------ Data provided ------
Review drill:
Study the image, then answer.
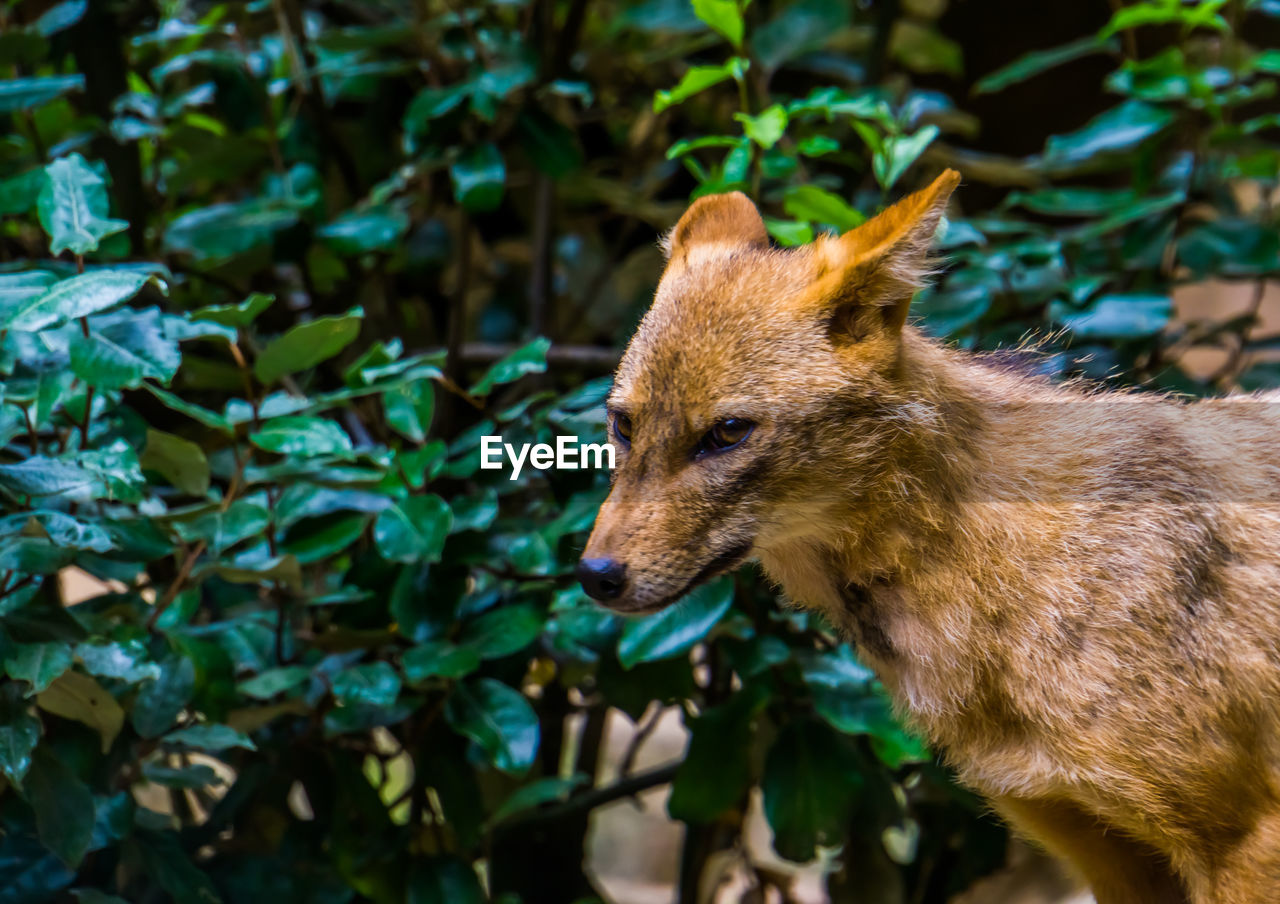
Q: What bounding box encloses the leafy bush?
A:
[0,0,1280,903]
------
------ Data provided ------
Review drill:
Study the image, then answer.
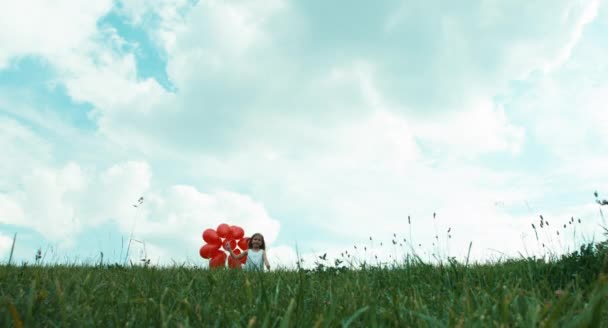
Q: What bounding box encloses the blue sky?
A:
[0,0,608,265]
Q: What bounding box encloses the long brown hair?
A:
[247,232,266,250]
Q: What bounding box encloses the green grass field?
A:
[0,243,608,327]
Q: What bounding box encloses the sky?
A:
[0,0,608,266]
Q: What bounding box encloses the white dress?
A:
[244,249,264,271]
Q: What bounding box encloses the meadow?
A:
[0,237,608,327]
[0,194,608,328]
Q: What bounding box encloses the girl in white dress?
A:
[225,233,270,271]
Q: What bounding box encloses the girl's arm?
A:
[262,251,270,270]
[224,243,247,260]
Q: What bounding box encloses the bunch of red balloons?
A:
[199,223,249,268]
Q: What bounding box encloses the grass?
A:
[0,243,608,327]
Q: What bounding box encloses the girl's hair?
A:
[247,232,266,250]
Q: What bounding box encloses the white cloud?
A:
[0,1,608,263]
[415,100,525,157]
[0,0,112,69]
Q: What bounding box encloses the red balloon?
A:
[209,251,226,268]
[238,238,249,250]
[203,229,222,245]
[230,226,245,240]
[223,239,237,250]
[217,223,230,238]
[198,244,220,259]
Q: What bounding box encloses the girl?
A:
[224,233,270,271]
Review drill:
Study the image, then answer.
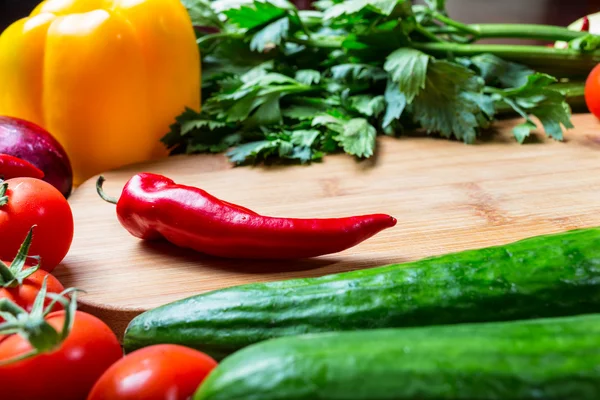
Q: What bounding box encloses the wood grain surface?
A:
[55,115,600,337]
------
- [Directions for this task]:
Copy the rows from the line with "Q: What bounding box encloses the girl?" to the line with "[55,115,600,337]", substituting "timber tabletop" for "wood grain surface" and leaving everything else unchanged. Omit the picture from your answer.

- [Expected answer]:
Q: What bounding box encloses the girl?
A:
[224,233,270,271]
Review drill:
Study the image, then answer.
Q: What bounding box encloses the timber tabletop?
A:
[55,115,600,337]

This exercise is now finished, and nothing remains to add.